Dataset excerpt
——————————
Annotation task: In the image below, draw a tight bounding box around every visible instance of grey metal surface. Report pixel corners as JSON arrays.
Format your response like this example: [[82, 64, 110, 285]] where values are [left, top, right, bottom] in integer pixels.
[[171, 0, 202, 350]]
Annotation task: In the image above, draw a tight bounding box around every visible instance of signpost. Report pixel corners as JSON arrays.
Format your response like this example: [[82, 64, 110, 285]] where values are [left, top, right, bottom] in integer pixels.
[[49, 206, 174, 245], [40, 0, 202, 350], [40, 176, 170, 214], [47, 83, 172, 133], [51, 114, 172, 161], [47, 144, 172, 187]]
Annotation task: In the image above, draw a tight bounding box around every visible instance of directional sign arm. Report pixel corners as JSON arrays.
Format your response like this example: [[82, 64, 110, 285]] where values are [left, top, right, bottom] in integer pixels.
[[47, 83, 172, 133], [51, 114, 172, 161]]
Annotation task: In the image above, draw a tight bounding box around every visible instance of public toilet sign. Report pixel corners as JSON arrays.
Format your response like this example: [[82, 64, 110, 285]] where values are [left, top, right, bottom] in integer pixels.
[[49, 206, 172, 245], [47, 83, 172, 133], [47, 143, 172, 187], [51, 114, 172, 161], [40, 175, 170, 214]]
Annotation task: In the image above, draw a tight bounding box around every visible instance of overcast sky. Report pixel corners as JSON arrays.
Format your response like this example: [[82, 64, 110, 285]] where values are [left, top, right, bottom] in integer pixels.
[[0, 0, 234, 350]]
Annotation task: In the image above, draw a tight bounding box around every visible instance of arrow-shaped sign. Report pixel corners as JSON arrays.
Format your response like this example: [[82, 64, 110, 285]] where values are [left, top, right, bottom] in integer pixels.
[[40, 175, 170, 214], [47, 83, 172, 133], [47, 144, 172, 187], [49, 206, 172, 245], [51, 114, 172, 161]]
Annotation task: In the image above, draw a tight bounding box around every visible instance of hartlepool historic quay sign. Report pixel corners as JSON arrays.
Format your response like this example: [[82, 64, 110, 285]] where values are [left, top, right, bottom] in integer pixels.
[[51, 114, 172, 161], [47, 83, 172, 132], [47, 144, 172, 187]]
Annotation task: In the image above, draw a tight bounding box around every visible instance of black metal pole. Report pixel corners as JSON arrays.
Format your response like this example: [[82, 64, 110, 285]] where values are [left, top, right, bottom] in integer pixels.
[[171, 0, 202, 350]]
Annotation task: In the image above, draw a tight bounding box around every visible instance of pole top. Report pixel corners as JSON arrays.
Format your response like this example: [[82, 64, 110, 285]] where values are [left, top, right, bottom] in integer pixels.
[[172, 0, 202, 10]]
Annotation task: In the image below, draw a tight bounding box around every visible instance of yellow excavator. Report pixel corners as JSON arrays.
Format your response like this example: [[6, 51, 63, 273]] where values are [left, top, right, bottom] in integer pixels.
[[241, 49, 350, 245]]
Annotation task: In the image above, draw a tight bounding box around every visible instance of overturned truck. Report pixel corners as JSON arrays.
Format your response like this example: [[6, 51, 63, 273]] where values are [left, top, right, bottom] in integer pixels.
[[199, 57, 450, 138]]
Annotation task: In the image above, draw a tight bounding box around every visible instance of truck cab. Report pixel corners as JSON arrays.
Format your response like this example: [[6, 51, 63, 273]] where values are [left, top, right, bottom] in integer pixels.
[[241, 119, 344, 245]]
——————————
> [Goal]:
Render every item above as a two-column CSV with the header row item_text,answer and one row per item. Wrap each item's text and its answer in double quotes as single fields, and replace any line breaks with spaces.

> [Output of the task]:
item_text,answer
"Annotation task: In the image below, draw a tight bounding box around every visible instance of grey metal surface. Report pixel corners as JSON arrays. Format your response like this example: [[82, 64, 110, 285]] where values are [left, top, right, bottom] in integer pixels.","[[171, 0, 202, 350]]"
"Annotation task: In the image above, draw a tight bounding box around every visible instance of signpost. Report pixel corners as JSON arrays. Format your response like this example: [[82, 64, 110, 285]] where values are [left, top, right, bottom] in integer pixels.","[[49, 206, 174, 245], [40, 0, 202, 350], [40, 176, 170, 214], [47, 83, 172, 133], [51, 114, 172, 161], [47, 144, 172, 187]]"
"Annotation task: In the image above, draw a tight bounding box around every visible instance of directional sign arm. Report pixel corners as JSON arrays. Format your response like this example: [[82, 64, 110, 285]] where values are [left, top, right, bottom] in integer pixels.","[[47, 83, 172, 133], [51, 114, 172, 161]]"
"Annotation task: In the image above, draw a tight bounding box around every visible instance of public toilet sign. Report pixel corners as JSON arrays. Format your response like this example: [[82, 64, 110, 285]] where values are [left, top, right, bottom] in integer pixels.","[[49, 206, 172, 245], [47, 83, 172, 133], [47, 143, 172, 187], [51, 114, 172, 161], [40, 175, 170, 214]]"
"Annotation task: In the image above, draw a tight bounding box around every visible instance of overcast sky. Report pixel corners as JSON arrays. Format your response like this example: [[82, 64, 110, 285]] where values are [left, top, right, bottom] in integer pixels.","[[0, 0, 234, 350]]"
"Annotation task: In the image above, draw a tight bounding box around every visible instance of arrow-shaped sign. Report pixel corners as JSON arrays. Format your response like this example: [[82, 64, 110, 285]] where values are [left, top, right, bottom] in integer pixels.","[[40, 175, 170, 214], [47, 83, 172, 133], [47, 144, 172, 187], [49, 206, 172, 245], [51, 114, 172, 161]]"
"Annotation task: In the image above, draw a tight bounding box around every visible instance of hartlepool historic quay sign. Report pixel corners as JSON arrays. Format your response like this example: [[82, 64, 110, 285]] where values are [left, top, right, bottom] in integer pixels.","[[51, 114, 172, 161], [47, 83, 172, 132], [47, 144, 172, 187]]"
"Annotation task: In the image above, draw a tight bounding box around every visible instance of black metal pole. Report pixel corners as JSON arrays. Format your response like this example: [[82, 64, 110, 285]] where values are [left, top, right, bottom] in integer pixels.","[[171, 0, 202, 350]]"
"Annotation task: In the image above, draw a tight bounding box around every visible instance of pole top. Report pixel corners as JSON arrays. Format your response like this example: [[82, 64, 110, 285]] where values are [left, top, right, bottom] in integer pixels.","[[172, 0, 202, 10]]"
"Annotation task: In the image below, draw a tight bounding box around every visible instance of yellow excavator. Report pixel corners as JSON arrays. Format your response like this example: [[6, 51, 63, 273]] where values are [left, top, right, bottom] in integer pixels.","[[241, 49, 350, 245]]"
"Annotation task: In the image above, draw a tight bounding box around every visible instance of overturned truck. Report pixel corners as JSON arrays. Format your response like this example: [[6, 51, 63, 273]] where values are [left, top, right, bottom] in integer pixels.","[[199, 57, 450, 138]]"
"Annotation task: In the image above, draw a tight bounding box around every visible instance of truck cab. Report pixel corners as JSON arrays. Format your response like this example: [[6, 51, 63, 273]] where values are [left, top, right, bottom] in integer pixels.","[[241, 119, 344, 245]]"